## LESETEXT
Fruktoseintoleranz ist überhaupt keine Erkrankung sondern eine normale Reaktion auf Nahrung, für die wir auf Grund unserer Stammesgeschichte nicht ausgelegt sind. Genauso wie Elektrohypersensitivität keine Erkrankung ist sondern eine normale Reaktion auf unzumutbare, uns von Menschen aus wirtschaftlichen Gründen aufgezwungene Umweltbedingungen. Die EHSler haben eine schärfere Wahrnehmung, eine bessere Propriozeption. Gut für sie.
Gewohnheitsmuster sind schwer zu ändern. Geht nur bei erheblichem Leiden. (Oder, in seltenen Fällen, wenn jemand sehr hell ist.) Und die Nahrung unserer Kindheit, was Mama so alles gekocht hat und wie lecker das war, sind vielleicht für viele die tiefste der bewussten Wurzeln. Vielleicht kaufen wir immer noch bei EDEKA ein wie Mama vor Zeiten. Aber, bei näherer Betrachtung: Bei EDEKA gibt es heute ganz andere Dinge. Auch wenn sie ähnlich ausschauen. Viel giftiger eben. Klar, dass dann die Meinung sich bildet, „Rohkost geht gar nicht.“
„Was völlig fehlt bei deinen Beiträgen und in den Büchern Dr. Mutter sind die Erfolgsberichte, noch ein wenig Motivation, damit zu beginnen.“ -- Dafür gibt’s einfache Lösungen: Meine Beiträge einfach vergessen. Dr. Mutter nimmt sehr gern Verbesserungsvorschläge entgegen. (Ganz ohne Ironie gesagt.) In der Regel antwortet er darauf. Wenn er’s zeitlich schafft.

## VERSTÄNDNIS PRÜFEN
**a)** Gib aus dem Text über Fruktoseintoleranz die Passage wortgetreu wieder, die mit „Fruktoseintoleranz ist überhaupt“ beginnt und sich bis einschließlich „Gut für sie.“ erstreckt.
**b)** Führe den Text über Fruktoseintoleranz im Anschluss an seinen letzten Satz weiter.
Die Datensätze sind eigenständiges Material und gehören nicht zum Text über Fruktoseintoleranz.

## EINGABEDATEN
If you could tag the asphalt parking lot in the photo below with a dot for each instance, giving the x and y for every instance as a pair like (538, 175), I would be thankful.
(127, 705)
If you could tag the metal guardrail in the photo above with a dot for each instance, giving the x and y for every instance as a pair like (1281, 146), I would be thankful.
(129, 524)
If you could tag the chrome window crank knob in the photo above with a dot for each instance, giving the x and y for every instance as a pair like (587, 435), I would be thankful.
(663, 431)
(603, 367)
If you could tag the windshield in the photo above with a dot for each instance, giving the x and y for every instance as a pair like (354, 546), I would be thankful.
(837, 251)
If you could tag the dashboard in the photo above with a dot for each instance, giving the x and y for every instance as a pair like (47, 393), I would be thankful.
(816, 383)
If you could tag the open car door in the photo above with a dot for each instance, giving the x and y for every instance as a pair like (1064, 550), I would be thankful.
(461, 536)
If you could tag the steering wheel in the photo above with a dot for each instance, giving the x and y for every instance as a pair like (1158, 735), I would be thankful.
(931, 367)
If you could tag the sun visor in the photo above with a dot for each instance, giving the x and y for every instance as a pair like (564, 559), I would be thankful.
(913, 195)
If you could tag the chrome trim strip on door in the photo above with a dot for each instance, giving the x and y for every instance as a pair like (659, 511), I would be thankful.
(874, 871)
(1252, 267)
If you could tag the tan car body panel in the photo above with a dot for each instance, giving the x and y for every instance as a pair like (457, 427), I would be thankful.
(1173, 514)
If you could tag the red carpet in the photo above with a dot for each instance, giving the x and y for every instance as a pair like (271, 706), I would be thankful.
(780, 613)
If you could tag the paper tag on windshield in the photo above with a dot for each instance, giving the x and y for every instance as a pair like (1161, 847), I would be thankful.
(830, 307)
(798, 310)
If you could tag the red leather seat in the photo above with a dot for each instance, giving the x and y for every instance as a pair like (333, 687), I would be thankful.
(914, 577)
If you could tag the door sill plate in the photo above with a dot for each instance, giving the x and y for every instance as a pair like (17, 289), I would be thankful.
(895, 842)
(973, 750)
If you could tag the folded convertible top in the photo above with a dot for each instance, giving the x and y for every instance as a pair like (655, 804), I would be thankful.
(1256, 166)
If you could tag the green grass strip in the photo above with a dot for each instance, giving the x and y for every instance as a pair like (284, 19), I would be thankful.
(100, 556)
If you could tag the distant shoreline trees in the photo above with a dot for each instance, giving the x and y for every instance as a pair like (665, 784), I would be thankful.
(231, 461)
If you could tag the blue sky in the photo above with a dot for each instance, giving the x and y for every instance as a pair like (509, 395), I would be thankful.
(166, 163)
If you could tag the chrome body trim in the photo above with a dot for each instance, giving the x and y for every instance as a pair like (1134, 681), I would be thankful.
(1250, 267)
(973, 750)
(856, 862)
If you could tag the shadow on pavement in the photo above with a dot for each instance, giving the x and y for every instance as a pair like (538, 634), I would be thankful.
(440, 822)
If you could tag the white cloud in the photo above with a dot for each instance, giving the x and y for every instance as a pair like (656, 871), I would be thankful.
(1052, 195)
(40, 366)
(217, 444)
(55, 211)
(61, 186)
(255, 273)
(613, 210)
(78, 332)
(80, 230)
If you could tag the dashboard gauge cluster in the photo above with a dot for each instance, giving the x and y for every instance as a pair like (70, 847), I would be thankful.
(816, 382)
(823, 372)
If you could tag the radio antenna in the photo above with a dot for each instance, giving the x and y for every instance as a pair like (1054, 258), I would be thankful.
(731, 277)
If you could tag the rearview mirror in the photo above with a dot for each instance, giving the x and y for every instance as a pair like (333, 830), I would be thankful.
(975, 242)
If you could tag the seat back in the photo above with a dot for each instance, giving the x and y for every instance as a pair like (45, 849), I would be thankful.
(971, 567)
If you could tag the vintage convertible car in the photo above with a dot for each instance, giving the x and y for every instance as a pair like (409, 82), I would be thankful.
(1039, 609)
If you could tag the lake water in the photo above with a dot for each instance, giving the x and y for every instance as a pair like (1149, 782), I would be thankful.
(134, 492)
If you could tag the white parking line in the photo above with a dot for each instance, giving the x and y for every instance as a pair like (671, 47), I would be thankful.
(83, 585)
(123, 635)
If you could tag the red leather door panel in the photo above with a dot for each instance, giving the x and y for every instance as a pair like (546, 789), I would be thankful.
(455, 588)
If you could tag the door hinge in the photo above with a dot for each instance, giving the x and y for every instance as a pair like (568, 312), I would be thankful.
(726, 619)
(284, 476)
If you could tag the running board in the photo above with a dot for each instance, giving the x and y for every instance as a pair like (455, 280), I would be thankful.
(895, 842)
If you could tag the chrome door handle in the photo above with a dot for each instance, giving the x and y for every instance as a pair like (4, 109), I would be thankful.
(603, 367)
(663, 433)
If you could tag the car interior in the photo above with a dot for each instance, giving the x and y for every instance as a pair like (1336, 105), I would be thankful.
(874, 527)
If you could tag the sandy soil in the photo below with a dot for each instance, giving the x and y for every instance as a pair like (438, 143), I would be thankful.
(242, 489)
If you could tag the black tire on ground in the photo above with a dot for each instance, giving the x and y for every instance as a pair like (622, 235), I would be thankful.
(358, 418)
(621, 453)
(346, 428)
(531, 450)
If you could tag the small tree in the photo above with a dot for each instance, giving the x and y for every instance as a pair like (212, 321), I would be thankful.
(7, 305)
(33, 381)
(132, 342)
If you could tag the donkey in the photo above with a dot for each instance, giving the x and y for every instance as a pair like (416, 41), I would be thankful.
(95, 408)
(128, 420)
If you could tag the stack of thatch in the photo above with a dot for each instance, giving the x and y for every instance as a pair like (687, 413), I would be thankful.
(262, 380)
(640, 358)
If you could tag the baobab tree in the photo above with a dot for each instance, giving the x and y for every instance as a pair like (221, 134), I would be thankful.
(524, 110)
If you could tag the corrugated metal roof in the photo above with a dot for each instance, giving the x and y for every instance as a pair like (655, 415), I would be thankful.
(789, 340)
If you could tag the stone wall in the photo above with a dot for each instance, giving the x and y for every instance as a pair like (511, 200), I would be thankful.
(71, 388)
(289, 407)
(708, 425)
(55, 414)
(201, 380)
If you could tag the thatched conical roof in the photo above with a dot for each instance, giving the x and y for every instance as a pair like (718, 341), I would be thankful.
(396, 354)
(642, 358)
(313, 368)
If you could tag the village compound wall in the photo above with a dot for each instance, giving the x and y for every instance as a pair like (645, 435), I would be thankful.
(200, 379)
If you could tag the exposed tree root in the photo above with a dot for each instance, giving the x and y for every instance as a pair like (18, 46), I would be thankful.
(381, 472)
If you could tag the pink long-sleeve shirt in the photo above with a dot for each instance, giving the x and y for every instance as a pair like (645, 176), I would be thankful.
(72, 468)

## LÖSUNGEN
**a)**
Fruktoseintoleranz ist überhaupt keine Erkrankung sondern eine normale Reaktion auf Nahrung, für die wir auf Grund unserer Stammesgeschichte nicht ausgelegt sind. Genauso wie Elektrohypersensitivität keine Erkrankung ist sondern eine normale Reaktion auf unzumutbare, uns von Menschen aus wirtschaftlichen Gründen aufgezwungene Umweltbedingungen. Die EHSler haben eine schärfere Wahrnehmung, eine bessere Propriozeption. Gut für sie.

**b)**
Mich persönlich beeindrucken und beeinflussen weniger „Erfolgsberichte“ (die stehen in jeder Werbung) sondern Informationen über die Prozesse, die heilen.
“Man muss erst mal wegkommen von den Beschwerden, der Darm muss sich beruhigen mit einer verträglichen, fruktosearmen Ernährung.“ -- Genau. Dazu dient die o.g. Karenzzeit.
„Dann kann man darüber nachdenken ob man der Rohkost mal ein paar Wochen die Chance geben will, zu zeigen was sie kann.“ Tut etwas weh, Deine Sprache. Es ist nicht so, dass wir der Rohkost eine Chance geben. Sie ist vielmehr die Chance. Eine große, m.E. (Und ein paar Wochen – da verkennst Du die Inkonsequenz der Menschen, ihre Neigung zu Rückfällen. Es ist für die meisten sehr mühsam. Zumal wenn der Rest der Familie Schweinebraten und Semmelknödel futtert.)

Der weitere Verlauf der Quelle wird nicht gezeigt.